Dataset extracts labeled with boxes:
----------

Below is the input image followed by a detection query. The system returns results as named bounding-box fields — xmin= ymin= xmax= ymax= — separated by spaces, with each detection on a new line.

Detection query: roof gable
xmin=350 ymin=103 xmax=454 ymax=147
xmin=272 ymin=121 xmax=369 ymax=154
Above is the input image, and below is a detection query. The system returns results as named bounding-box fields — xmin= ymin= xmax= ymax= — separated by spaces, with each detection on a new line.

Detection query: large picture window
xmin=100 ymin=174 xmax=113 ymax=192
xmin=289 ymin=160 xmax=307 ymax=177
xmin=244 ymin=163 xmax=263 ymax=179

----------

» What is being asked
Pick out each line of the items above that contains the string "ymax" and copy those lines in order.

» Finished task
Below is the input image followed by a detection query. The system returns results as named bounding-box fields — xmin= ymin= xmax= ymax= — separated by spaces, with each detection on a new line.
xmin=350 ymin=103 xmax=454 ymax=147
xmin=272 ymin=121 xmax=369 ymax=154
Above is the input image, and below is a detection query. The system returns results as named bounding-box fields — xmin= ymin= xmax= ymax= — separated by spaces, with each detection on a new line.
xmin=100 ymin=174 xmax=113 ymax=192
xmin=289 ymin=160 xmax=307 ymax=177
xmin=244 ymin=163 xmax=263 ymax=179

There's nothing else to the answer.